* _Source material_:
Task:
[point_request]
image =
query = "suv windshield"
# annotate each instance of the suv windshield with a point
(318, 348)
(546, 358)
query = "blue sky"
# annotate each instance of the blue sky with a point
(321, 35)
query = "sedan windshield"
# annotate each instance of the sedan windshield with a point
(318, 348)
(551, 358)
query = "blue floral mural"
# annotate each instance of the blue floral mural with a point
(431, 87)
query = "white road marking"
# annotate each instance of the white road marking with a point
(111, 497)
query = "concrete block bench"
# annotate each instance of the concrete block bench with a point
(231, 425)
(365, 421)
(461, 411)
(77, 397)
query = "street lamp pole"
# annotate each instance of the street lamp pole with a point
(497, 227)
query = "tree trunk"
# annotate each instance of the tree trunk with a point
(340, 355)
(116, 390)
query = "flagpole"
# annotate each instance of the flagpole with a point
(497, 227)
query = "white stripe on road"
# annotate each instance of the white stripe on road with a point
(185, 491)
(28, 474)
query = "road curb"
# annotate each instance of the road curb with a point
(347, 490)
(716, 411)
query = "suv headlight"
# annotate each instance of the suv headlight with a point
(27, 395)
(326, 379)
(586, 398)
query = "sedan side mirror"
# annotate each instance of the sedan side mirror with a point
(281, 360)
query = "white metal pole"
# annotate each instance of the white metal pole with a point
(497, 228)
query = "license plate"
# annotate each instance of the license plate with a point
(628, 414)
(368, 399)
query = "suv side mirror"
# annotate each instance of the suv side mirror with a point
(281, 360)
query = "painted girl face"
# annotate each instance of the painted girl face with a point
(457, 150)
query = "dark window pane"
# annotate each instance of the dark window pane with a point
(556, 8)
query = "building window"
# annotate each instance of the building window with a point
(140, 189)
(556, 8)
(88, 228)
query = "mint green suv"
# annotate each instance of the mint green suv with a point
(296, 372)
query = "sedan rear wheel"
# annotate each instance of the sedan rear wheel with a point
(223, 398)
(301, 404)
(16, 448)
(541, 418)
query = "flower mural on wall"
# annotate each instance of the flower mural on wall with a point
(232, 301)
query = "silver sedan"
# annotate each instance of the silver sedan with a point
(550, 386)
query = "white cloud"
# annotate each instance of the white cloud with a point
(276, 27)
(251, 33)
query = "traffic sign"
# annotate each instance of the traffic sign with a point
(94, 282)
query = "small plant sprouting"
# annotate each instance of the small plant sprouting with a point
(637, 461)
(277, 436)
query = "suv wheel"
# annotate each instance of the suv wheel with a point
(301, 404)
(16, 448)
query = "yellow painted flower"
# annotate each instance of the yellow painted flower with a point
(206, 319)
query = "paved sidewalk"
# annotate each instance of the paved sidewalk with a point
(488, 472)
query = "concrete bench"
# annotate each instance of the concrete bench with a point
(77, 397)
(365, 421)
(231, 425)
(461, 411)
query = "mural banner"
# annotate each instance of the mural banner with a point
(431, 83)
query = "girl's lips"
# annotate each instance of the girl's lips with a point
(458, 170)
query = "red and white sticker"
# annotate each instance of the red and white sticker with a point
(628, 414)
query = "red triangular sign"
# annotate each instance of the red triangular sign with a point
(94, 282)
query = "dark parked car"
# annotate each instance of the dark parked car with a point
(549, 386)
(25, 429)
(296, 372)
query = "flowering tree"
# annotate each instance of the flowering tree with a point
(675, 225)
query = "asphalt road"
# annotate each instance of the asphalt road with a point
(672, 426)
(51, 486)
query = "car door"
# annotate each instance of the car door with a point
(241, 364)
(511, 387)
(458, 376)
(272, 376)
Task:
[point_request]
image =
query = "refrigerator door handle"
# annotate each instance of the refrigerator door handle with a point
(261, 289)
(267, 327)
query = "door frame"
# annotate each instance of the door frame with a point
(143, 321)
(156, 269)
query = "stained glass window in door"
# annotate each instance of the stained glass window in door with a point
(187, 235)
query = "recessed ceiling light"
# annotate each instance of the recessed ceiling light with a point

* _Assigned task_:
Counting only lines that hold the word "ceiling", say how many there are in the listing above and add nothing.

* _Response to the task_:
2